:: DOCUMENT PASSAGE ::

They’re spraying it in elevator shafts once per hour.

The Civic Center BART station is working on its pee problem.

The Civic Center BART station is working on its pee problem. (Photo: Franco Folini/CC BY-SA 2.0)

Taking an elevator is a distinct sensory experience. There’s the gleam of the metal, the “ding” of the sliding doors, the lurch of being carried up and down. If you happen to be elevating yourself in a San Francisco BART station, there’s also the sharp, unmistakable scent of human urine.

In order to deal with this unique bouquet, BART has announced a new trick—a spray made up of a bacteria-eating enzyme, which will be misted into elevator shafts once per hour, SFGate reports. Trials of this “self flush and sanitizing system” will begin at Civic Center station, near City Hall; if all goes well, it will spread to additional stations downtown and in Oakland.

:::

:: PROBLEMS AND TASKS ::
1. According to the BART elevator article, why is BART misting a spray into elevator shafts every hour?
2. Pick up the article on BART's elevator urine problem right after its last paragraph and write what comes next.

:: EXCERPTED DATA ::

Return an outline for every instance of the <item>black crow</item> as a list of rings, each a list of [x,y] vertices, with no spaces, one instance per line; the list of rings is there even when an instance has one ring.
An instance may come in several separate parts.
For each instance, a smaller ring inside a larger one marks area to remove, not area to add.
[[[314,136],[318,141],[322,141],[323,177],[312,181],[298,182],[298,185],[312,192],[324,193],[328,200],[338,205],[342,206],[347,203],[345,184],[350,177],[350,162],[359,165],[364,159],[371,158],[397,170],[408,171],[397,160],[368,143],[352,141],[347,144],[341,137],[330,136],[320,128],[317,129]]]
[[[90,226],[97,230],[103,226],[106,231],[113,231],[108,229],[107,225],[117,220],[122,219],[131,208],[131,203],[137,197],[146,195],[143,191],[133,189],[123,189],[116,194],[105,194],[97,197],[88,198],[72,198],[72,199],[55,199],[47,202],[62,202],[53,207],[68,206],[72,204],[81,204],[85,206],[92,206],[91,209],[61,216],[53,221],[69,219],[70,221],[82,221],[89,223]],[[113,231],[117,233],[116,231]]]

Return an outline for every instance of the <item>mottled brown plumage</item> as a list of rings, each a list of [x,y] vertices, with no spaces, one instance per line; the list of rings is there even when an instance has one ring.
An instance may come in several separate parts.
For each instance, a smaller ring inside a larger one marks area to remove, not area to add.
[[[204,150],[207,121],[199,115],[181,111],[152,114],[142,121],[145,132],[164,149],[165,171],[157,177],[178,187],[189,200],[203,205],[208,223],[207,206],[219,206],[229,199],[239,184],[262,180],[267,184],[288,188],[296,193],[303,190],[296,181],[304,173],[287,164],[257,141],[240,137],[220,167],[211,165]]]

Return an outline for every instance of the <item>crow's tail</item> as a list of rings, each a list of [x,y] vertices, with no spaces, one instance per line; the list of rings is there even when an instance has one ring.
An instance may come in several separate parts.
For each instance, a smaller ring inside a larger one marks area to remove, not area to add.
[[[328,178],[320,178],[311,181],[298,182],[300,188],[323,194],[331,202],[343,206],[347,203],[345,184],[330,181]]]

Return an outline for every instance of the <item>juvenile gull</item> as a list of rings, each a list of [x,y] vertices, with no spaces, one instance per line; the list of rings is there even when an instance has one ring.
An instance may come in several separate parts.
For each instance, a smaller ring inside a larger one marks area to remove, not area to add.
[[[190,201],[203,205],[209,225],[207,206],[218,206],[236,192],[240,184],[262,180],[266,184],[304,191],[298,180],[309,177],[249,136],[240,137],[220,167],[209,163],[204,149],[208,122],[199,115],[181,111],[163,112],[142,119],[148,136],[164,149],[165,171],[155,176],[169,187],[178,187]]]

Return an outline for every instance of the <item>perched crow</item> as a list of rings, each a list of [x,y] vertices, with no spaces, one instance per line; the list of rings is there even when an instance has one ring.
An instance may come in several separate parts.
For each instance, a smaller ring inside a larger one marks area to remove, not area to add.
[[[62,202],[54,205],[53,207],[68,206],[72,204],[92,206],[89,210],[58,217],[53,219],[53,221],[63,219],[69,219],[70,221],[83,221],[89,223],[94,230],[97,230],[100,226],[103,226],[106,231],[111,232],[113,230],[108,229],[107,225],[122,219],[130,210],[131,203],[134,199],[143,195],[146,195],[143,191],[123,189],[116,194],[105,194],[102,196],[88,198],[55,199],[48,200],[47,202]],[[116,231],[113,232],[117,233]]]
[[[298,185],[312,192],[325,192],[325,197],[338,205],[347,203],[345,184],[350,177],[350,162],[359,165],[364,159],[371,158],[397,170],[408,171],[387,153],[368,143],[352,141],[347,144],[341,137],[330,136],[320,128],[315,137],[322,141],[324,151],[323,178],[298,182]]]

:::

:: RESULTS OF THE EXERCISE ::
1. The spray is meant to deal with the strong smell of human urine in San Francisco BART station elevators. It contains an enzyme that eats bacteria and is misted into the shafts once per hour.

2.
Out-of-place peeing is a problem in pretty much every city, but San Francisco has been hit particularly hard—last year, they introduced a urine-repellant paint that splashes the offending liquid onto the perpetrators shoes. BART elevators are such targets that crews are also replacing the wood and linoleum floors with epoxy-sealed ones for easier cleaning, says SFGate.

“They laid out the plan at a recent BART meeting under a slide titled ‘Dealing With The Smell,’ the outlet writes. Let’s hope these whiz kids know what they’re doing.